▶ [What the task asks]: Reproduce the entries below exactly, but only from the line containing "Task: where can the white cricket trousers" to the line containing "Task: where can the red", inclusive.

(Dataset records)
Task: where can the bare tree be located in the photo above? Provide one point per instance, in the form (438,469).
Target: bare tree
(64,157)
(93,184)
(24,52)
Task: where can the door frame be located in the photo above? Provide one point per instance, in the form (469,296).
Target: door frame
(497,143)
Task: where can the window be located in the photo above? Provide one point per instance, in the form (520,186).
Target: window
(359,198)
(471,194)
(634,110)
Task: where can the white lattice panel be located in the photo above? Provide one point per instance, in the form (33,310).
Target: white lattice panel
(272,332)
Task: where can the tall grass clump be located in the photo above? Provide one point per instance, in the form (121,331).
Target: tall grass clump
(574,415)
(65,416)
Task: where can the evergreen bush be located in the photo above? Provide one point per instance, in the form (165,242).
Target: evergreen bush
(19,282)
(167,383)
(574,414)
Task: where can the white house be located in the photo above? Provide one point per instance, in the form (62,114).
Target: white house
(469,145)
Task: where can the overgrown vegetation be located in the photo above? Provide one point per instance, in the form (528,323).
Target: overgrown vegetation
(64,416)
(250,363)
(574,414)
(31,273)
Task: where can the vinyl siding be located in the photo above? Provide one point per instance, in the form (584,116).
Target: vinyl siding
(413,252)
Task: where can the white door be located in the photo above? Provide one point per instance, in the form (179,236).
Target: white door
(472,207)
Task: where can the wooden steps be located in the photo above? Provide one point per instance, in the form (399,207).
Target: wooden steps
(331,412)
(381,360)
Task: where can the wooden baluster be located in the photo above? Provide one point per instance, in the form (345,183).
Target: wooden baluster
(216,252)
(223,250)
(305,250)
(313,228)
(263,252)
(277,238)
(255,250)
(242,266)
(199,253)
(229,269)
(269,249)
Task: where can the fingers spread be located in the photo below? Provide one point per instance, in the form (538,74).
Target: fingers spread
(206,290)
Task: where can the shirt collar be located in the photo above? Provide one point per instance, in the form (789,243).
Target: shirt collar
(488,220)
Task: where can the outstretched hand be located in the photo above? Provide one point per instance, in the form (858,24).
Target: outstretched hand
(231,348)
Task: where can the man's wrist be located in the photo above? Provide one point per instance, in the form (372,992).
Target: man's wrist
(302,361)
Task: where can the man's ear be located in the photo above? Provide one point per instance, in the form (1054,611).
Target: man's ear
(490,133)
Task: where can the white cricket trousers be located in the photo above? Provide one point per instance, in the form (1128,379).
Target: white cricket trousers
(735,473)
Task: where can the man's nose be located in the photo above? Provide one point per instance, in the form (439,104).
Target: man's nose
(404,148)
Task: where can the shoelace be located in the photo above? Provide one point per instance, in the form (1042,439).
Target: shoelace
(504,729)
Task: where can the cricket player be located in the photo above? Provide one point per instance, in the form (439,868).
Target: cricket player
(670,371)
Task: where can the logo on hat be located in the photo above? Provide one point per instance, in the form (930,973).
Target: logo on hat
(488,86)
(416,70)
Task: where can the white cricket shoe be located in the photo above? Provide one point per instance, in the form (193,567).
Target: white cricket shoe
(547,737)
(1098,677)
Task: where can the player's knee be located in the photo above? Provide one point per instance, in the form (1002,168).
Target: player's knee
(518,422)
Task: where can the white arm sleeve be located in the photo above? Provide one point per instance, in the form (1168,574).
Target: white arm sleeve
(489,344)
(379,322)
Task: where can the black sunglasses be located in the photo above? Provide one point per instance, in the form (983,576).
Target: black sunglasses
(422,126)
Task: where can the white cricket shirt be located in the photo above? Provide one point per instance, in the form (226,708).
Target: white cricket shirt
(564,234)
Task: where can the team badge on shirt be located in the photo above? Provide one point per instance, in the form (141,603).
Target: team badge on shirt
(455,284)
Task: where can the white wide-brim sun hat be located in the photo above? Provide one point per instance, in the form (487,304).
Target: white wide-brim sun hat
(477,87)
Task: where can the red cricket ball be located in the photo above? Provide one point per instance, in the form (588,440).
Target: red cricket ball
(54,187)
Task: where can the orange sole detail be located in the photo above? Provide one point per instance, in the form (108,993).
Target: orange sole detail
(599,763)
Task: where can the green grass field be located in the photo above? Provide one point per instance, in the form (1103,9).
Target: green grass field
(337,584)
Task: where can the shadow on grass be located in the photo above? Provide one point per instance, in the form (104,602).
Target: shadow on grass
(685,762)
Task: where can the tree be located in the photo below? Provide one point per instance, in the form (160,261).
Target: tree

▶ [Output for this exercise]:
Task: where can the white cricket trousers be located in the photo above? Provide one point per instance, in the form (1128,379).
Target: white cricket trousers
(735,473)
Task: where can the man's nose be located in the photo above? Provide one point per instance, in the form (439,104).
Target: man's nose
(404,148)
Task: where can the shoelace be located in the photo above? Provide one point per instance, in the form (1042,439).
Target: shoelace
(504,729)
Task: where can the cricket player be located in the photo above? Provide one point per instance, in the form (439,868).
Target: cricket player
(670,371)
Task: where can the logo on hat be located in the photo above? Provide one point per instance, in the form (930,973).
Target: logo on hat
(488,86)
(416,70)
Task: where can the white cricket shoe be located in the photo above? Provide one point per instance, in the form (193,567).
Target: white cricket shoe
(547,737)
(1098,677)
Task: where can the player's knee be located in the photo above? Provide one point per instance, in the form (1002,168).
Target: player's knee
(518,422)
Task: where can the white arm sleeve be located in the photo above? Provide one point per instance, in the form (1168,574).
Target: white arm sleeve
(489,344)
(379,322)
Task: where can the black sunglasses be located in the photo above? Provide one point per instance, in the form (983,576).
Target: black sunglasses
(422,126)
Task: where can the white cricket shirt be located in the photo above? Provide one point per instance, in the form (226,708).
Target: white cricket shirt
(564,234)
Task: where can the team badge on shirt be located in the photo above? Provide one point per instance, in the form (141,603).
Target: team badge on shirt
(455,284)
Task: where can the white wide-brim sun hat be located in the photo above? Provide one point per instance, in the form (487,304).
Target: white wide-brim sun hat
(477,87)
Task: where can the red cricket ball be located in the photo above? Provide one point per instance, in the form (588,440).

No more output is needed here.